Written exercise A: Rewrite the summer data-collection lesson from "Why not keep" up to and including "period of time.", swapping every "Birds" for "Butterflies".

Excerpted passage:
****
Are they keen to start practising straight away? Head to the bottom of the page to find the activities. 

Now...onto the lesson!


What's It All About?

We all love to observe and investigate what is going on around us!

In this activity, you will use your maths skills to record and interpret data in a fun and practical way.

Have you ever wondered which birds or insects are most prolific in your garden or local park?

How hot does the weather really get in the summer months?

This is your chance to collect some data in a fun way on a family day out or just a lazy day at home enjoying some summer sun!


Year 5 Maths:

– Solve comparison, sum and difference problems using information presented in a line graph. 

– Complete, read and interpret information in tables. 


Year 6 Maths:

– Interpret and construct pie charts and line graphs and use these to solve problems.

– Calculate and interpret the mean as an average.



Why not keep a record of things you observe over the summer?

Ideas for things you could observe and collect information on at home or on family days out include:

1. Birds visiting your garden.

2. Wildlife spotted in your local park or forest.

3. Temperature at different times of day over a period of time.

4. Colours or types of car travelling on your road.

5. Creatures in rock pools, ponds or rivers.

6. Time spent doing hobbies over a week or two.

7. Rainfall (Hopefully this won’t be possible but you never can trust the Great British weather!).

8. Distances jogged, cycled or travelled in a car.

These are just some ideas … you could collect data on anything which interests you. 

You could collect your data in a range of fun and interesting ways too! Here are some ideas:

A) Tally Charts.

B) Photographic or Video Evidence.

C) Keeping a notebook or diary of summer observations.

D) Using an app on your phone or tablet.

After you have collected your data, you might like to choose various ways to display it. Here are some ideas!
****
Available records:
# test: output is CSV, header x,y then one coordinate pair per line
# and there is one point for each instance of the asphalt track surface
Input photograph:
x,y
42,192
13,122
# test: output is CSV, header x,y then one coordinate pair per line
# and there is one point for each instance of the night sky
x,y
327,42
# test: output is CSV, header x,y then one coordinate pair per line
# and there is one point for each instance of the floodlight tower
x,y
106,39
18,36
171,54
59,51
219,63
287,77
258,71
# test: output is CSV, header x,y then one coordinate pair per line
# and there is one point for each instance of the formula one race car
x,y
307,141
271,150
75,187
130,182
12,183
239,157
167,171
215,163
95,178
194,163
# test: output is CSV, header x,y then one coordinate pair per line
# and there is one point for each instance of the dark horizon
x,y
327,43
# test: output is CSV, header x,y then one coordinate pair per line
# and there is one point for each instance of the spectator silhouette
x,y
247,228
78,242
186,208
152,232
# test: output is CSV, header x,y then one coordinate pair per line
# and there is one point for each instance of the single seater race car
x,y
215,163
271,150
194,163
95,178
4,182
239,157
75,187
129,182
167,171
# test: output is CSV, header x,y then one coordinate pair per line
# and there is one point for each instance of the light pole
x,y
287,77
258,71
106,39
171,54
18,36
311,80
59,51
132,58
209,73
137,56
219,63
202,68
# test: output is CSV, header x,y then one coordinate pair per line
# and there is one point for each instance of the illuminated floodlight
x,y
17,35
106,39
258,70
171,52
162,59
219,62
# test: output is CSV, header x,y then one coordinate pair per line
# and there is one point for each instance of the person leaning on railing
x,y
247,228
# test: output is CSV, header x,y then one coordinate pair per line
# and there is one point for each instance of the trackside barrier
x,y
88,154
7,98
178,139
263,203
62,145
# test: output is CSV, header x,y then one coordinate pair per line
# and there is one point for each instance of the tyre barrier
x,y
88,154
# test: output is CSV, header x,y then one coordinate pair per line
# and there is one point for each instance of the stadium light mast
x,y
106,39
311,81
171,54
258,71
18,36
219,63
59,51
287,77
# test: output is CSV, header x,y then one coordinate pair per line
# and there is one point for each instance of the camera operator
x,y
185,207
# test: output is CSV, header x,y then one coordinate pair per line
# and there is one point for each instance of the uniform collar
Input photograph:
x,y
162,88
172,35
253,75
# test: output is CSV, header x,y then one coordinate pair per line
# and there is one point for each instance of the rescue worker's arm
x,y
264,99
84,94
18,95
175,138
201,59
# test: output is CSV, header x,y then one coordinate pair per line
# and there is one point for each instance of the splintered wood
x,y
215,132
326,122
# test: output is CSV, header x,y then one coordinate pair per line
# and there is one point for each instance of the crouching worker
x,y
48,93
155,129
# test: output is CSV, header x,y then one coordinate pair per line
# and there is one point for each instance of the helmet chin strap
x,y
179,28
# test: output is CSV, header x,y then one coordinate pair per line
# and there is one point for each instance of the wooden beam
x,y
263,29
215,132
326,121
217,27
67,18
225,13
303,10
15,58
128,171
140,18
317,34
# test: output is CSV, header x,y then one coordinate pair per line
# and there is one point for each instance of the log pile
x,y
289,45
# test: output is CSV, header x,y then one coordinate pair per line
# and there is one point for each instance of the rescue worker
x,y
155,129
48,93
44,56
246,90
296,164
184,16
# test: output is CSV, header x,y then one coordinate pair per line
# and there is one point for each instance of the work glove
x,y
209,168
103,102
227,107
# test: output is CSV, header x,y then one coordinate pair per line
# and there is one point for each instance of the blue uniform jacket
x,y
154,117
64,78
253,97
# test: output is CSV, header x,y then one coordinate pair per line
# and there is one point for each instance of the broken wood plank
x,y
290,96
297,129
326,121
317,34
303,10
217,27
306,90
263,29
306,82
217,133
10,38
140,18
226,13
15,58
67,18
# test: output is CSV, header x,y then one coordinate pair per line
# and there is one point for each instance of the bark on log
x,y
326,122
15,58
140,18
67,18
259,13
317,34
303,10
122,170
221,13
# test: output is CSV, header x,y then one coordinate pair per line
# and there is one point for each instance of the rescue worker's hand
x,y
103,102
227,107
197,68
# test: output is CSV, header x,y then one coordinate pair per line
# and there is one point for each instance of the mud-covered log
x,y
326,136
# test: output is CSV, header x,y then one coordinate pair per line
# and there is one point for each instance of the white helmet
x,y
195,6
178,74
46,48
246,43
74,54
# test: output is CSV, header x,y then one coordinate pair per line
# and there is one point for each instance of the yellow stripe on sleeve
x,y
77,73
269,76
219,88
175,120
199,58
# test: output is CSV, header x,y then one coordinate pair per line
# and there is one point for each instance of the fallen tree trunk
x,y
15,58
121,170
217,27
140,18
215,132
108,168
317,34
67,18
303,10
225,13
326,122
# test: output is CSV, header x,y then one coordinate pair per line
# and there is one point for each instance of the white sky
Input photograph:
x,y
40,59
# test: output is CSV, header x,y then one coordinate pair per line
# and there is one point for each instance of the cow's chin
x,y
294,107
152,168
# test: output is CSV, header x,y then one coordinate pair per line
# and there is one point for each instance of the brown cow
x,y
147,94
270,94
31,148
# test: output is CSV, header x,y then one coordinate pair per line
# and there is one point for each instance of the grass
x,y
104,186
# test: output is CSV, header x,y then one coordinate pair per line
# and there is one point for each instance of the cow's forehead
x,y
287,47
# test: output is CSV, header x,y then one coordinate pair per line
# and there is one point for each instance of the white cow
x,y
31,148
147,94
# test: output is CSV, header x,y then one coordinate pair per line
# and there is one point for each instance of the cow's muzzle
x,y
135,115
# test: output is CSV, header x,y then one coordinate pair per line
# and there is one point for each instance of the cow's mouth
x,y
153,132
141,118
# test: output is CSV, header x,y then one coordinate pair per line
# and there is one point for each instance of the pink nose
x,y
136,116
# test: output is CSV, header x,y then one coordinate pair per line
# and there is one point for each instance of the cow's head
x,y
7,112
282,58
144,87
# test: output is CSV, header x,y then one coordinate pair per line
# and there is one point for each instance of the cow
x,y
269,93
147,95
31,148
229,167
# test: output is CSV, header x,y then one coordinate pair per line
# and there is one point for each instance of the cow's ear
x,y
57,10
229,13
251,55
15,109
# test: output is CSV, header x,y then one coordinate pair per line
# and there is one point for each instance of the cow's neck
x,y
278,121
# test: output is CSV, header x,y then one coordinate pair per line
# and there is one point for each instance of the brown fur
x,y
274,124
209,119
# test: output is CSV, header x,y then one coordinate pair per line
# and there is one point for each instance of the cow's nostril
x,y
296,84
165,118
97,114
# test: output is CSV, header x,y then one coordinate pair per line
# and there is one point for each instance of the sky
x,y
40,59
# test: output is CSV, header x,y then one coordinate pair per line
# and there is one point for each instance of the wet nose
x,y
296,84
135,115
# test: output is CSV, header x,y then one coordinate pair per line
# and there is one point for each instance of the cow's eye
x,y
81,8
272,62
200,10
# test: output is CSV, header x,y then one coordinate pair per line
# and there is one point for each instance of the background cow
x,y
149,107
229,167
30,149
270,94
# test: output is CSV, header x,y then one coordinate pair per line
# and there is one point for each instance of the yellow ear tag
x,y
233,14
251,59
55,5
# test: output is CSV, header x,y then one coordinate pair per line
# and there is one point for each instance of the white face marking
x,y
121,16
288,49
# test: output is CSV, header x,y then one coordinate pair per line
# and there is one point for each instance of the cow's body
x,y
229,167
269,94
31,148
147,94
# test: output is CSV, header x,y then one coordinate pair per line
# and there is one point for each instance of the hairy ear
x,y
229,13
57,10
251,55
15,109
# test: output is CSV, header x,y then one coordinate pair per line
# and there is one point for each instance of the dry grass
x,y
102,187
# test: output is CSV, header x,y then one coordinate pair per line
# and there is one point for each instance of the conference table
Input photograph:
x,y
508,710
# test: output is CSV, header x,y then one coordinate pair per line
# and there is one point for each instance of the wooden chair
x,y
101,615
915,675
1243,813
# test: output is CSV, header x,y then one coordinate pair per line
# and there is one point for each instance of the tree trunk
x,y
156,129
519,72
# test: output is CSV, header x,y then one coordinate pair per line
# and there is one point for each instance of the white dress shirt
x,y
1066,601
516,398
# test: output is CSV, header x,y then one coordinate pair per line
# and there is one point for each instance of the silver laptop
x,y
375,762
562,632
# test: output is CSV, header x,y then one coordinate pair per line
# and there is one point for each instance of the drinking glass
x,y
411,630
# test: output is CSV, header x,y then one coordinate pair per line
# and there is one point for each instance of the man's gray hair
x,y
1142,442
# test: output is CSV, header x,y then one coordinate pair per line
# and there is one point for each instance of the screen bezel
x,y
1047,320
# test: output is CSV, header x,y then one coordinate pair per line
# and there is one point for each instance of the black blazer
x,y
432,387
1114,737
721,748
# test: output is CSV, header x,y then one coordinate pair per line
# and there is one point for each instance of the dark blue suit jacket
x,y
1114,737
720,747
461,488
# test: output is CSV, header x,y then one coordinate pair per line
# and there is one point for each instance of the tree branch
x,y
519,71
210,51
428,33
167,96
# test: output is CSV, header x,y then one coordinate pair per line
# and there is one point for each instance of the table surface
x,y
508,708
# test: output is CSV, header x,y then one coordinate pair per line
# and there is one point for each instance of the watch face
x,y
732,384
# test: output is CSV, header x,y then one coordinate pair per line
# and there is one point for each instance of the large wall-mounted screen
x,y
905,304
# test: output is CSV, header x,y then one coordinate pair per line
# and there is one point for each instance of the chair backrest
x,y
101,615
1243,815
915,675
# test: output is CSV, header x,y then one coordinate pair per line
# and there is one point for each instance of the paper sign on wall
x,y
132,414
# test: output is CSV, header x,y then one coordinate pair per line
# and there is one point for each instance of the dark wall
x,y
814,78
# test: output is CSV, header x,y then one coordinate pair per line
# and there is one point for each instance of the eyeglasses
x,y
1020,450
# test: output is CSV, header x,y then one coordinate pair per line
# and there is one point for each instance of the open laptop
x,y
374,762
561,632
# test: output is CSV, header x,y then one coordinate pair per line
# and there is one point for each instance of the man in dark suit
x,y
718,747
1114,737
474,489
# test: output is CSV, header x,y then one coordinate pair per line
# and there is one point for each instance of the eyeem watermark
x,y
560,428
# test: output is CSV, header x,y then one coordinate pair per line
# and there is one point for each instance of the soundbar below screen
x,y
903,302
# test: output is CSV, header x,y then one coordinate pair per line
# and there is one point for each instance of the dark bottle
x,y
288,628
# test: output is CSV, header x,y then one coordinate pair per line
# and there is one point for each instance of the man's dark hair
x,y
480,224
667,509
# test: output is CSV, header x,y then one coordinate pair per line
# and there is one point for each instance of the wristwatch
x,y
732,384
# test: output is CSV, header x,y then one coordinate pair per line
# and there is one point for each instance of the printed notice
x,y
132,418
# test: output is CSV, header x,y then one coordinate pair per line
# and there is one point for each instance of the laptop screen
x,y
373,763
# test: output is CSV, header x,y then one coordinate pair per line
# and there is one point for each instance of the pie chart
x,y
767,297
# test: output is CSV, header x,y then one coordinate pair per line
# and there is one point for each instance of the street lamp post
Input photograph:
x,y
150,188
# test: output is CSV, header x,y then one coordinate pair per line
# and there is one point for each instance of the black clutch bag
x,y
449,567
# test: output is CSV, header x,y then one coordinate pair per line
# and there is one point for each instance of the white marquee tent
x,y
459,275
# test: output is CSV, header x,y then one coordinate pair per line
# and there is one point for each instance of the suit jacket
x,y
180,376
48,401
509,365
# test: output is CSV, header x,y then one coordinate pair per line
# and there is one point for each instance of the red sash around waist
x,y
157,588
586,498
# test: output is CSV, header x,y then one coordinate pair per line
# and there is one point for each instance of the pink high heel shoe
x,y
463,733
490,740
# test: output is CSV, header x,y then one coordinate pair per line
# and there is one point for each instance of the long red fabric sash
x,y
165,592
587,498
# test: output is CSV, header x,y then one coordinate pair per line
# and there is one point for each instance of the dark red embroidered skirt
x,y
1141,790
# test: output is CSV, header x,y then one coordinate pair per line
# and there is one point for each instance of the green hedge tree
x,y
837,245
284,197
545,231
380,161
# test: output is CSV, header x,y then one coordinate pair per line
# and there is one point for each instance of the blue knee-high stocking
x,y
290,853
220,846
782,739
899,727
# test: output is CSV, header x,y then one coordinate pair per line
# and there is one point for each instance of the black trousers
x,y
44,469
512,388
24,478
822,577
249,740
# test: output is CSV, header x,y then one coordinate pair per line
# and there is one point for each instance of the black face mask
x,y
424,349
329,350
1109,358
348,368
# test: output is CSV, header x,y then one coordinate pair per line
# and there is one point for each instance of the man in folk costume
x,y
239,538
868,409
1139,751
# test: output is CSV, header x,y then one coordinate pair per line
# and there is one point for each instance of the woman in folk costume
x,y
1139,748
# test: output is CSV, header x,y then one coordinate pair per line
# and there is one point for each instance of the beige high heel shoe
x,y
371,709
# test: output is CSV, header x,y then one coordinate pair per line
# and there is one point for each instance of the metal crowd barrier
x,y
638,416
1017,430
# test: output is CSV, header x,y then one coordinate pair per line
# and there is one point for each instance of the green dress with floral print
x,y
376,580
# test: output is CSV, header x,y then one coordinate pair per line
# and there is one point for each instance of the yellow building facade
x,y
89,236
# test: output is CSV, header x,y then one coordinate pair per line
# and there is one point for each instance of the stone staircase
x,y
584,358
****
Written exercise B: Count the lines of the entries that contain the string "surface". Case counts. Give only the number.

Problem solution A:
Why not keep a record of things you observe over the summer?

Ideas for things you could observe and collect information on at home or on family days out include:

1. Butterflies visiting your garden.

2. Wildlife spotted in your local park or forest.

3. Temperature at different times of day over a period of time.

Problem solution B: 2